- _Information provided_
▬▬▬
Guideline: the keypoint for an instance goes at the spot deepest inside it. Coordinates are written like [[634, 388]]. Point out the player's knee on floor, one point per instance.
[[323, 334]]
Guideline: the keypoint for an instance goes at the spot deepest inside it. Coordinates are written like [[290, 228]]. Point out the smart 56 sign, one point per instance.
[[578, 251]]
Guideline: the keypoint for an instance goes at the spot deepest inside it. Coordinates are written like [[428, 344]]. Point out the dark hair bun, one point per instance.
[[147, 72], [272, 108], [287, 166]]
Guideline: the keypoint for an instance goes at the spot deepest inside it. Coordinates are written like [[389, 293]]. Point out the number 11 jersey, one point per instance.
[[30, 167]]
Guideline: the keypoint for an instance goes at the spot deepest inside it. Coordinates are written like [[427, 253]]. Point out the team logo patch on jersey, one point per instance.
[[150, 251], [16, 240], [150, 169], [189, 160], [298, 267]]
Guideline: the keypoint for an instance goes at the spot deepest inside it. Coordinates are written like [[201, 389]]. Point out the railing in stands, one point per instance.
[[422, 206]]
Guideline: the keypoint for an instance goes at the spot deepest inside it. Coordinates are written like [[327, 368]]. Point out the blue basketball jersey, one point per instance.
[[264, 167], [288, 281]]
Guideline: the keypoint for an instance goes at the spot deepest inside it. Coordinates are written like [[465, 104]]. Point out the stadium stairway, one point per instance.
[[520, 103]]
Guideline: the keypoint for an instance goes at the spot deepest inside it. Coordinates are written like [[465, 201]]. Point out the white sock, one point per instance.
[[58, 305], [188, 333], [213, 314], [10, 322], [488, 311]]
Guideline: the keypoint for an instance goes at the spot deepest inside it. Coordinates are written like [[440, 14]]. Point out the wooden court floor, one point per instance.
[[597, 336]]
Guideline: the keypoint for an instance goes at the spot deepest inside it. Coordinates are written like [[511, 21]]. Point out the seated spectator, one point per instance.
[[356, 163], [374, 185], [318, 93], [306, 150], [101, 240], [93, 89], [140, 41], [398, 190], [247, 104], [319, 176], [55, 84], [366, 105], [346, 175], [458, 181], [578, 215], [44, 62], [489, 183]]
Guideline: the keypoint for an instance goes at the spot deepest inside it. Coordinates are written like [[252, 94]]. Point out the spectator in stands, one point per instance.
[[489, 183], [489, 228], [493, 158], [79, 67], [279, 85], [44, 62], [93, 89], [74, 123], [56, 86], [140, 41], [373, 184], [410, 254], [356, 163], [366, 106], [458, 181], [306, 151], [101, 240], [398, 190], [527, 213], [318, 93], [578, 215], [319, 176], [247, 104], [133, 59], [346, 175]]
▬▬▬
Please rewrite the records from the line with "spectator, one point per instance." up to and including the last line of the records as a two-column CSV with the headers request and answer. Give one row per request, with the request text and its answer each in a single quoted field and any line breaks replaced by spaces.

- _Final result_
request,answer
"Guideline: the keypoint for an instance goes at the spot deepest inside it. Coordinates are written like [[511, 21]]. Point out the seated spectator, one point per instance.","[[356, 163], [374, 185], [318, 93], [306, 150], [101, 240], [93, 89], [140, 41], [398, 190], [247, 104], [319, 176], [55, 84], [366, 105], [346, 175], [458, 181], [578, 215], [44, 62], [489, 183]]"
"Guideline: the keypoint for an instance goes at the spot deepest inside it. Coordinates are written like [[252, 94]]. Point out the spectator in stands, one point per instance.","[[489, 183], [489, 228], [493, 158], [79, 67], [279, 85], [44, 62], [93, 89], [74, 123], [56, 86], [140, 41], [373, 184], [410, 254], [356, 163], [366, 106], [458, 181], [306, 151], [101, 240], [398, 190], [527, 213], [318, 93], [578, 215], [319, 176], [247, 104], [133, 59], [346, 175]]"